** SHORT TASK **
Reproduce the records starting at the line that contains "Tag each instance of the green tree" and ending after the line that contains "x=843, y=59", keeping the requests. Multiply every x and y coordinate in the answers by 0.9 and round each to a whole number, with halves rounded up, and leave the pictures out.

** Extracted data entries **
---*---

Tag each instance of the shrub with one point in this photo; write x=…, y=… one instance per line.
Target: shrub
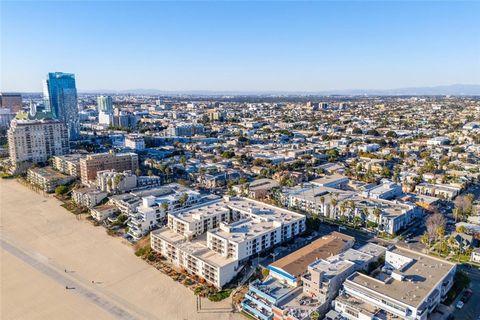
x=60, y=190
x=143, y=251
x=218, y=296
x=265, y=272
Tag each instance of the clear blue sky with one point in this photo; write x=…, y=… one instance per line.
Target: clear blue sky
x=288, y=46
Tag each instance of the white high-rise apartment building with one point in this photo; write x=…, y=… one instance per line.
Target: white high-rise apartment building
x=105, y=104
x=34, y=141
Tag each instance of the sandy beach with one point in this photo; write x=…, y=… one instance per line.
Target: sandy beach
x=45, y=249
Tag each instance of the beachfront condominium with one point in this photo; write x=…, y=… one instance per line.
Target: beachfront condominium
x=105, y=104
x=185, y=129
x=92, y=163
x=214, y=240
x=68, y=164
x=34, y=141
x=409, y=286
x=60, y=98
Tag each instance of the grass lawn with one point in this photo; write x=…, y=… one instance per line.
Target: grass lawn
x=220, y=295
x=460, y=282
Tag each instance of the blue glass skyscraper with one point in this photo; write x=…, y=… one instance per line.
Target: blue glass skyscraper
x=60, y=95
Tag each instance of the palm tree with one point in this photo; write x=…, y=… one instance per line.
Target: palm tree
x=164, y=206
x=457, y=214
x=322, y=201
x=425, y=239
x=377, y=213
x=343, y=208
x=333, y=203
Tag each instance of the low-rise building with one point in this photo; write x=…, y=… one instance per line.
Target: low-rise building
x=103, y=212
x=410, y=286
x=68, y=164
x=135, y=142
x=289, y=269
x=116, y=182
x=92, y=163
x=88, y=197
x=437, y=190
x=214, y=240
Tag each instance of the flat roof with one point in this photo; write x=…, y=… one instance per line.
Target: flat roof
x=196, y=247
x=421, y=275
x=49, y=173
x=329, y=179
x=297, y=262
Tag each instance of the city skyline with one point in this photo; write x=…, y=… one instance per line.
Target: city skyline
x=285, y=47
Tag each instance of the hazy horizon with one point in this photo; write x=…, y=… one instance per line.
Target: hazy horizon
x=239, y=46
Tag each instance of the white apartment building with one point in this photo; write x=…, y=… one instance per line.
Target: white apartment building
x=103, y=212
x=213, y=240
x=47, y=179
x=68, y=164
x=185, y=129
x=116, y=182
x=334, y=203
x=410, y=286
x=153, y=210
x=34, y=141
x=135, y=142
x=88, y=197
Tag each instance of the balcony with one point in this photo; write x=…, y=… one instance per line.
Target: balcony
x=259, y=314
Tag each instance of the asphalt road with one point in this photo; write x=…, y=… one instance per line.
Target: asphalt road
x=471, y=310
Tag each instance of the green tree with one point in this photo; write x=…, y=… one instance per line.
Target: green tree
x=61, y=190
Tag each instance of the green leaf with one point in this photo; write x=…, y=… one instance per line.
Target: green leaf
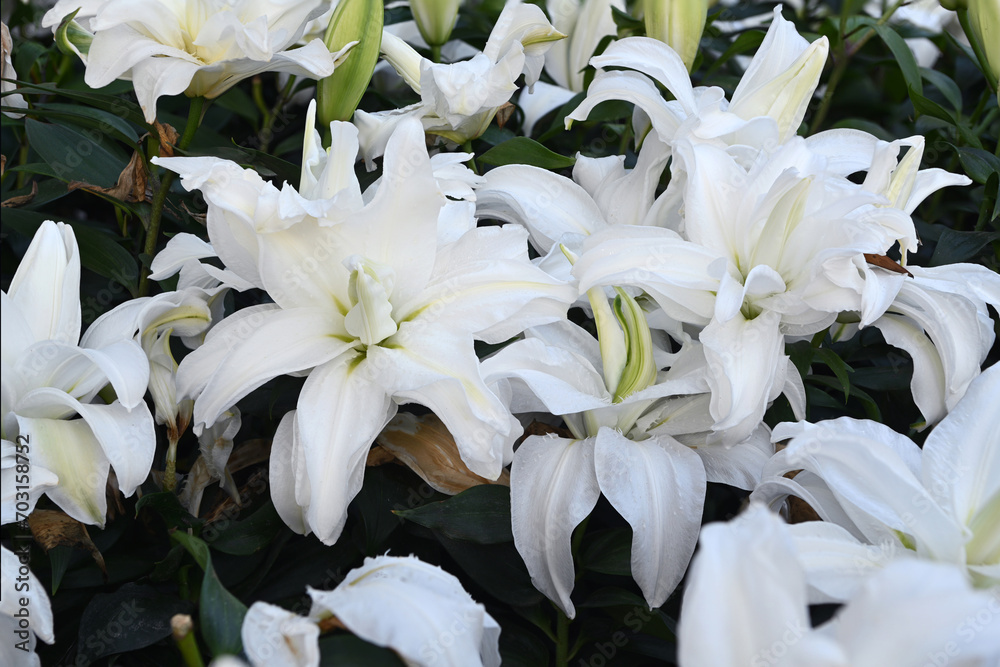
x=165, y=504
x=220, y=613
x=103, y=121
x=609, y=552
x=59, y=559
x=839, y=367
x=99, y=252
x=904, y=57
x=480, y=514
x=497, y=568
x=242, y=538
x=195, y=546
x=350, y=651
x=75, y=155
x=954, y=247
x=522, y=150
x=978, y=164
x=626, y=23
x=131, y=618
x=745, y=42
x=927, y=107
x=943, y=83
x=221, y=616
x=116, y=104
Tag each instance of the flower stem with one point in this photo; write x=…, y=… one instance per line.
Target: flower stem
x=562, y=638
x=153, y=231
x=170, y=469
x=843, y=59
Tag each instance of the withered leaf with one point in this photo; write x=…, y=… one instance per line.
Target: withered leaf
x=426, y=447
x=886, y=263
x=11, y=202
x=52, y=528
x=168, y=138
x=131, y=185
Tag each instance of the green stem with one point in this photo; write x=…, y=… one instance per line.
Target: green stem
x=153, y=231
x=183, y=631
x=843, y=60
x=562, y=638
x=977, y=48
x=170, y=469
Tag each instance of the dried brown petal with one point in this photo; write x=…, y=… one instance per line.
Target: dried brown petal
x=426, y=446
x=886, y=263
x=131, y=185
x=52, y=528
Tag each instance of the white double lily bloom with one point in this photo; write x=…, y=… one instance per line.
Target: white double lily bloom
x=199, y=48
x=745, y=603
x=775, y=250
x=882, y=498
x=458, y=100
x=646, y=452
x=941, y=319
x=585, y=23
x=378, y=297
x=25, y=610
x=416, y=609
x=55, y=390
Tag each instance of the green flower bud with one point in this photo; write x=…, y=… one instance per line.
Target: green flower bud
x=435, y=19
x=984, y=17
x=358, y=21
x=71, y=37
x=678, y=24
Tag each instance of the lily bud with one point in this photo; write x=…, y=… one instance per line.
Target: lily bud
x=984, y=16
x=358, y=22
x=435, y=19
x=71, y=37
x=678, y=24
x=613, y=341
x=640, y=368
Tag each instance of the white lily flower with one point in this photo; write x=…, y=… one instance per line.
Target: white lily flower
x=623, y=447
x=775, y=250
x=377, y=311
x=25, y=610
x=168, y=47
x=745, y=604
x=941, y=319
x=777, y=85
x=585, y=23
x=418, y=610
x=459, y=100
x=48, y=379
x=151, y=321
x=601, y=193
x=885, y=498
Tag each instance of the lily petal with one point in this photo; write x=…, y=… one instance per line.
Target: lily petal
x=745, y=591
x=553, y=487
x=658, y=485
x=340, y=412
x=69, y=449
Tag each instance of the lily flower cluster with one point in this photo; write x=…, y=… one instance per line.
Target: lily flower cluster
x=642, y=307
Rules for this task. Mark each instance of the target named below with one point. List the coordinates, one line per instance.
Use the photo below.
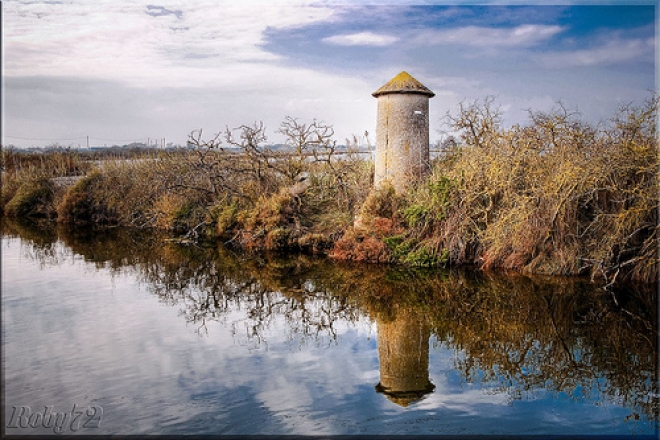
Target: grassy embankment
(554, 196)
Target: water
(147, 336)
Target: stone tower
(402, 132)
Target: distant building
(402, 132)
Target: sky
(131, 71)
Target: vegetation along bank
(555, 196)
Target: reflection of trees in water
(516, 334)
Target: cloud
(361, 39)
(612, 52)
(520, 36)
(149, 46)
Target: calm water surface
(146, 336)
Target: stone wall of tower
(402, 139)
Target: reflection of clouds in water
(120, 346)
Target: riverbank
(556, 196)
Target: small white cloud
(612, 52)
(361, 39)
(519, 36)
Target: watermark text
(80, 417)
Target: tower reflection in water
(403, 352)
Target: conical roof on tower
(403, 83)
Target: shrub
(33, 198)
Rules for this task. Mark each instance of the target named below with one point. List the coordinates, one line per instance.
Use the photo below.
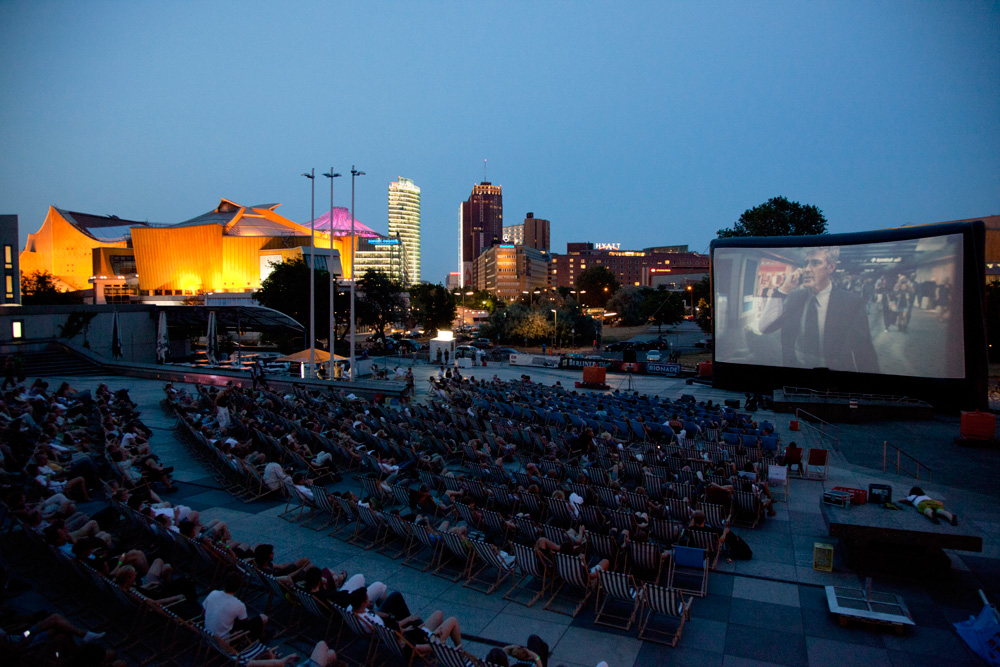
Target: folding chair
(665, 602)
(529, 567)
(490, 561)
(571, 570)
(616, 587)
(647, 559)
(818, 458)
(689, 571)
(448, 656)
(793, 457)
(777, 478)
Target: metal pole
(333, 279)
(354, 277)
(312, 273)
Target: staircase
(57, 362)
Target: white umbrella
(116, 339)
(162, 339)
(212, 340)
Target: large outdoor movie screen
(892, 308)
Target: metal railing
(902, 461)
(825, 429)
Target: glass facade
(404, 224)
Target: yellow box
(822, 557)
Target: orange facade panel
(179, 258)
(64, 251)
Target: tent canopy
(322, 356)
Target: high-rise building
(533, 232)
(480, 225)
(404, 224)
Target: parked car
(502, 353)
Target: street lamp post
(312, 273)
(333, 278)
(354, 278)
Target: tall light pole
(354, 278)
(312, 274)
(333, 278)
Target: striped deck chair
(403, 530)
(454, 554)
(554, 533)
(603, 546)
(357, 630)
(528, 567)
(707, 540)
(489, 560)
(749, 509)
(370, 521)
(646, 560)
(592, 517)
(448, 656)
(607, 496)
(689, 571)
(668, 603)
(427, 540)
(666, 531)
(571, 570)
(622, 520)
(395, 644)
(616, 588)
(560, 510)
(716, 515)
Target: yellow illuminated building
(229, 249)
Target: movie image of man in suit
(820, 324)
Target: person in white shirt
(225, 613)
(929, 507)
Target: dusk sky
(639, 123)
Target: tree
(433, 306)
(703, 301)
(778, 217)
(662, 306)
(381, 302)
(627, 302)
(286, 290)
(599, 284)
(39, 289)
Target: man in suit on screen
(821, 326)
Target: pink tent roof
(342, 224)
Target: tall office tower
(535, 233)
(404, 224)
(480, 225)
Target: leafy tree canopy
(778, 217)
(433, 306)
(381, 302)
(599, 285)
(39, 289)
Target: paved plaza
(770, 610)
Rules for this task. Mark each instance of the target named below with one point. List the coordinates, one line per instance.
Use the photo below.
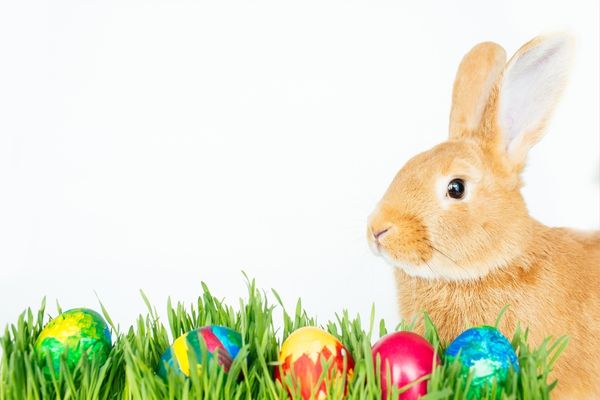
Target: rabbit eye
(456, 188)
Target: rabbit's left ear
(531, 85)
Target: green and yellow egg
(72, 334)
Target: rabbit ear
(531, 86)
(476, 75)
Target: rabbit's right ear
(478, 72)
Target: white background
(151, 145)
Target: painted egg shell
(222, 342)
(486, 353)
(301, 358)
(407, 356)
(75, 331)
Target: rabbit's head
(455, 211)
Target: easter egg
(74, 332)
(405, 357)
(302, 356)
(484, 352)
(219, 341)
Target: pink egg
(409, 357)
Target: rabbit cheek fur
(463, 260)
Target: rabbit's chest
(452, 308)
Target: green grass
(130, 371)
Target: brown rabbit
(455, 224)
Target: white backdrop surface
(154, 144)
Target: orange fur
(462, 261)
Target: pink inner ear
(532, 84)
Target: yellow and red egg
(304, 354)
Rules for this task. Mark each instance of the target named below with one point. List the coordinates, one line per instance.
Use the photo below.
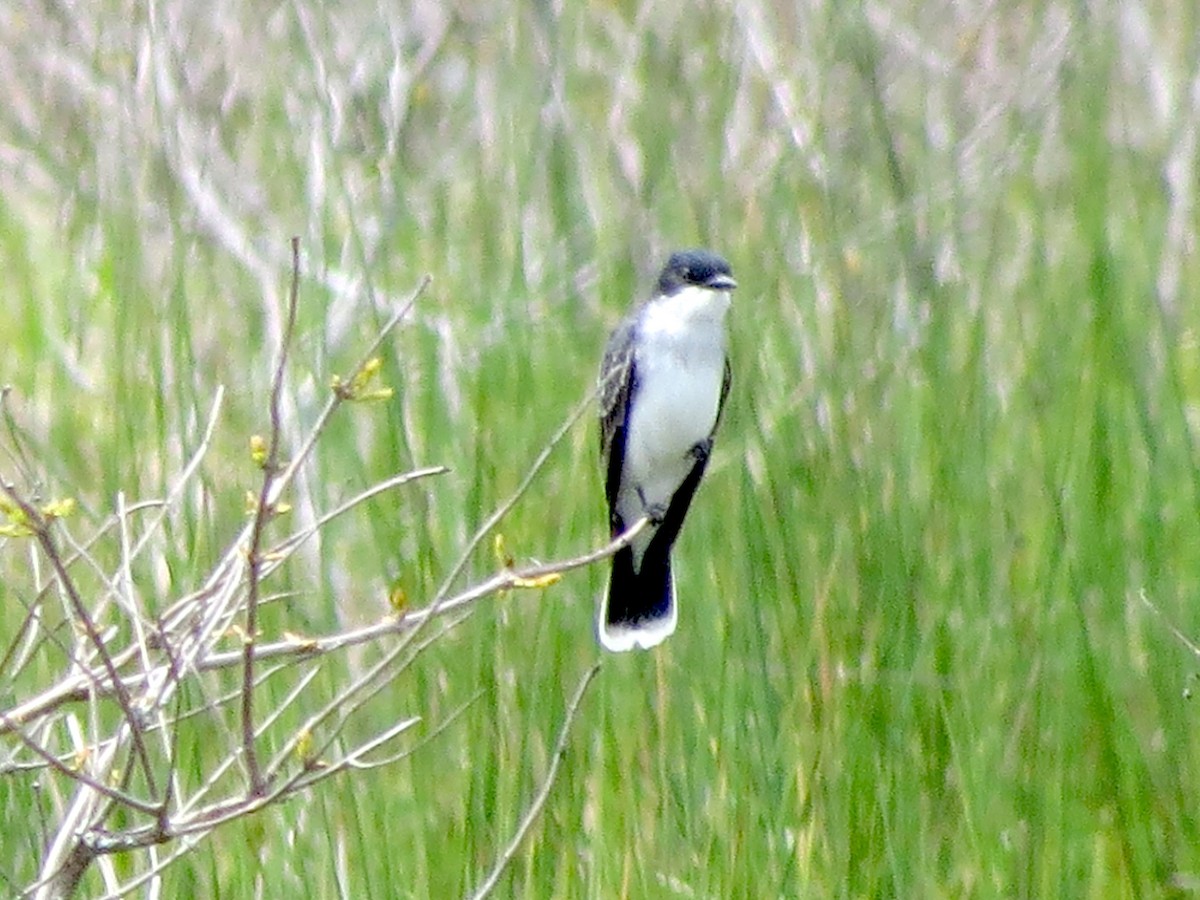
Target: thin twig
(82, 688)
(264, 511)
(539, 801)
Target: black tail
(639, 607)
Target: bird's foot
(701, 449)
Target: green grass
(961, 444)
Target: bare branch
(539, 801)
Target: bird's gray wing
(617, 378)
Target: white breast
(681, 367)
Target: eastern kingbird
(663, 384)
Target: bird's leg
(654, 511)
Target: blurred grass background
(913, 655)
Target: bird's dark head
(695, 268)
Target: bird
(664, 379)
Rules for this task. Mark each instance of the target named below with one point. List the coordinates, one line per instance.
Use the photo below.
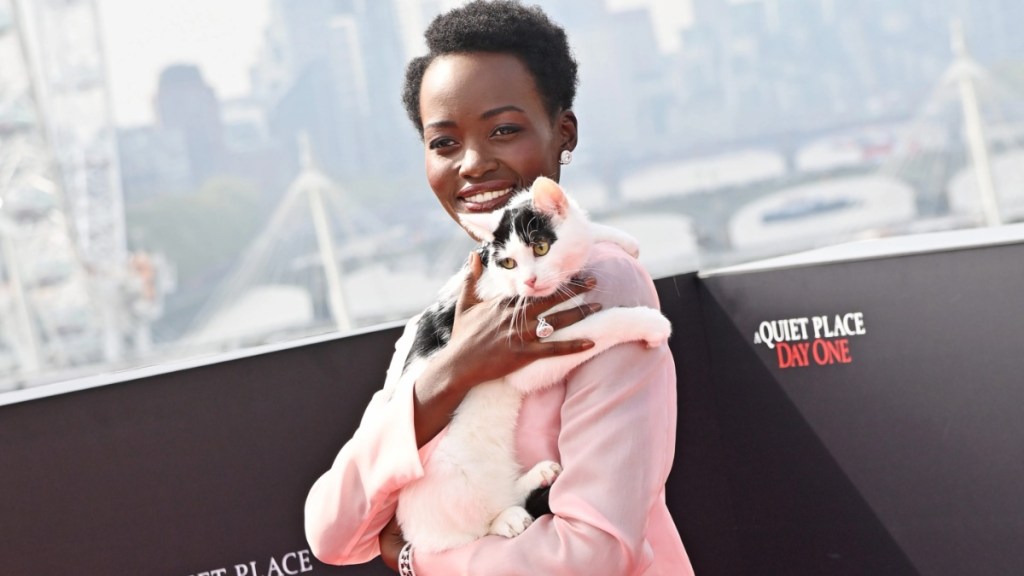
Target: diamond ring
(544, 329)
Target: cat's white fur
(473, 485)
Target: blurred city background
(188, 177)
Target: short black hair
(500, 27)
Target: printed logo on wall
(290, 565)
(814, 340)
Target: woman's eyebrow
(439, 124)
(499, 110)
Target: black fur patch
(432, 332)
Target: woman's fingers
(468, 298)
(568, 317)
(562, 347)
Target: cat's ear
(481, 225)
(549, 197)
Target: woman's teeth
(487, 196)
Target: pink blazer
(611, 425)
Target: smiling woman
(486, 130)
(493, 101)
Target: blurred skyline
(223, 39)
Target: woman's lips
(485, 200)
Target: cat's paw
(511, 523)
(543, 475)
(657, 331)
(631, 246)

---*---

** FINISHED TASK **
Tag each instance of the green tree with one point in this photo; write x=…, y=… one instance per line.
Target: green tree
x=55, y=171
Tag each instance of the green leaf with one point in this photo; write x=…, y=… one instance per line.
Target: green leaf
x=149, y=454
x=198, y=552
x=93, y=109
x=548, y=497
x=53, y=503
x=755, y=330
x=89, y=227
x=814, y=51
x=432, y=463
x=447, y=511
x=218, y=484
x=176, y=491
x=315, y=586
x=68, y=140
x=859, y=222
x=470, y=135
x=880, y=148
x=563, y=21
x=118, y=556
x=671, y=38
x=834, y=96
x=849, y=75
x=199, y=554
x=104, y=94
Tag each instance of the flower stem with one point in this photo; write x=…, y=… one instance per line.
Target: flower stem
x=506, y=574
x=138, y=208
x=153, y=422
x=759, y=53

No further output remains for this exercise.